> [Text]:
----------------

In [None]:

#!pip install tweepy
#!pip install pandas

# Loading required libraries 

1. The ``tweepy`` library (https://docs.tweepy.org/en/stable/) can be used to access the Twitter API for storing the relevant tweets and further information. For using Tweepy to extract tweets, we first needed to apply for developer credentials including private consumer keys and access tokens. 
2. ``Pandas`` is imported for first minor data transformations and reading in the politician's twitter handles.

In [54]:
import tweepy
import pandas as pd
import datetime

As a next step, the personal consumer keys/access tokens must be provided in order to access the Twitter API. In order to receive the keys and tokens, one must apply for twitter developer credentials. 

In [11]:
# Define your access credentials

consumer_key = input("Please input your consumer key")
consumer_secret = input("Please input your consumer secret")

access_token = input("Please input your access key")
access_token_secret = input("Please input your access token secret")

### Authentification and connection to the Twitter API

In the next chunk, the previously stored consumer keys are passed to the OAuthHandler instance, using the tweepy library. Subsequently, also the access token and secret need to be set up (which we also have stored in strings in the previous chunk). Finally, a new API variable is created. The `wait_on_rate_limit`-argument is set to true (this is useful since there are certain rate limits set by Twitter which should not be exceeded). 

In [13]:
auth = tweepy.OAuthHandler(
    consumer_key,
    consumer_secret
)

auth.set_access_token(
    access_token,
    access_token_secret
)

api = tweepy.API(auth, wait_on_rate_limit=True)

### Testing authentification status

Here, we are testing whether the authentification was successful using the ``verify_credentials``-function of ``tweepy``. In case of exisiting credentials, we are printing a confirmation statement. If an error occurs, we are printing an error statement.

----------------

[Excerpts from location labeling data]
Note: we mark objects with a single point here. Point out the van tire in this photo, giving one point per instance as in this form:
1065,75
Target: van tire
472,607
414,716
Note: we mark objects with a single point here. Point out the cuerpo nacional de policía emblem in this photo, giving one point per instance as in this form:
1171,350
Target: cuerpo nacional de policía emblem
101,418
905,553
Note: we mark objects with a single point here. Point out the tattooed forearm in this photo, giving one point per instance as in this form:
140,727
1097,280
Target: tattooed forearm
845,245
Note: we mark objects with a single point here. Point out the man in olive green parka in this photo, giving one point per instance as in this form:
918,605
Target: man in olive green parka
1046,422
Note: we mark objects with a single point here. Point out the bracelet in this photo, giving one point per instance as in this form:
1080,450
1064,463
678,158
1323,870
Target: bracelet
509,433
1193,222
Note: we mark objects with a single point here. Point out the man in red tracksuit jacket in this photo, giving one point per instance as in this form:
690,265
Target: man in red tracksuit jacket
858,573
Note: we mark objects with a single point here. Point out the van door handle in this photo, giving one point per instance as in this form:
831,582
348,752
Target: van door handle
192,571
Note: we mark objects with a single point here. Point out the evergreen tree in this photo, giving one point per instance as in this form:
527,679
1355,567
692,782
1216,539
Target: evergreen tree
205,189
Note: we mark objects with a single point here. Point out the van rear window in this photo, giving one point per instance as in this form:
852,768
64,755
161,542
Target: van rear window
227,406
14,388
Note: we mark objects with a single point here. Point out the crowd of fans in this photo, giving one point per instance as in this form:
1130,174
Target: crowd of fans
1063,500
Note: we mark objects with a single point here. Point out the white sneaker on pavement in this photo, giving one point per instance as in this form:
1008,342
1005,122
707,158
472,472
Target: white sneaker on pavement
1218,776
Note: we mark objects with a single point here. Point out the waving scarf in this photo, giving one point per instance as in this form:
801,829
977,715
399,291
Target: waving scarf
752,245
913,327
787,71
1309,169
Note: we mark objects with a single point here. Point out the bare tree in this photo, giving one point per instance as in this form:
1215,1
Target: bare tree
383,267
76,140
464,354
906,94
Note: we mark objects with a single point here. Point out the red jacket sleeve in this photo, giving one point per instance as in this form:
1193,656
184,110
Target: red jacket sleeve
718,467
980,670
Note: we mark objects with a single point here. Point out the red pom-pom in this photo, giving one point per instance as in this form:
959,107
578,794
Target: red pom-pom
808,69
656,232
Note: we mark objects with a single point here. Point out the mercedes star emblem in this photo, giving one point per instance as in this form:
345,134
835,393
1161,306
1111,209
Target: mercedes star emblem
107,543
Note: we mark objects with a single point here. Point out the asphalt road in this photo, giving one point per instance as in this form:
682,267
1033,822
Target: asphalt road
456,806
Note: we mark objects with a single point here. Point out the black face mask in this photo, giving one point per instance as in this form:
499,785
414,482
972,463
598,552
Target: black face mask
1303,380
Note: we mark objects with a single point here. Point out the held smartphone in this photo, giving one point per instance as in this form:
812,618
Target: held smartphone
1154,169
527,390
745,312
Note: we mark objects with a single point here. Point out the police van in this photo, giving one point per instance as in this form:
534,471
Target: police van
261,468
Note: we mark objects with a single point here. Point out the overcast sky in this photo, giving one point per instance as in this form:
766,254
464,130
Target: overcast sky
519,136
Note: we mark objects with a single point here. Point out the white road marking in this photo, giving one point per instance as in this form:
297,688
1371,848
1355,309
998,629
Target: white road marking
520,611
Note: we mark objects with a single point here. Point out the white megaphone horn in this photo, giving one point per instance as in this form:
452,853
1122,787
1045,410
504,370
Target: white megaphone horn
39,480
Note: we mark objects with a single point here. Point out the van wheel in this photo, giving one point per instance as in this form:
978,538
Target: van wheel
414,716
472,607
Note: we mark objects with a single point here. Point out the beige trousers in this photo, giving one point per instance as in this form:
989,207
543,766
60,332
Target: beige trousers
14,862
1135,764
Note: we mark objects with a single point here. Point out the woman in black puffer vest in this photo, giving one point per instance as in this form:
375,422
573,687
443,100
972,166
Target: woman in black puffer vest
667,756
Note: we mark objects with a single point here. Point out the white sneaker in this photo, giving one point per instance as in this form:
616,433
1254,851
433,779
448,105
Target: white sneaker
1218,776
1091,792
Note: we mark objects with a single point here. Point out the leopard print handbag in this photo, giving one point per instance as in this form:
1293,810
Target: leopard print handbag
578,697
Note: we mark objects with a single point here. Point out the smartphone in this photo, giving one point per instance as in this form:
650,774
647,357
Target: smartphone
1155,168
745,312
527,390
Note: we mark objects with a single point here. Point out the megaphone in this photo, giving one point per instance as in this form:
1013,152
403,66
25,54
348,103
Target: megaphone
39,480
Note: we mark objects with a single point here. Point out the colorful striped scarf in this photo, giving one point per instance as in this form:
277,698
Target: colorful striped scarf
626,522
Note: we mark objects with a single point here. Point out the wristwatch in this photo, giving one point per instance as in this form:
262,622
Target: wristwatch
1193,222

----------------

> [Work instructions]:
1. Using the Twitter API notebook, decide whether each statement agrees with it. Answer yes or no for each one, and quote the words that decide it. (a) The `wait_on_rate_limit` argument is turned on when the API variable is created. (b) Twitter developer credentials can be obtained without applying for them. (c) The authentication check relies on a tweepy function named `verify_credentials`.
2. Copy the Twitter API notebook word for word, everything from "In the next" down to "not be exceeded).".

> [Expected answers]:
1.
(a) Yes: "The `wait_on_rate_limit`-argument is set to true"
(b) No: "In order to receive the keys and tokens, one must apply for twitter developer credentials."
(c) Yes: "using the ``verify_credentials``-function of ``tweepy``"

2.
In the next chunk, the previously stored consumer keys are passed to the OAuthHandler instance, using the tweepy library. Subsequently, also the access token and secret need to be set up (which we also have stored in strings in the previous chunk). Finally, a new API variable is created. The `wait_on_rate_limit`-argument is set to true (this is useful since there are certain rate limits set by Twitter which should not be exceeded).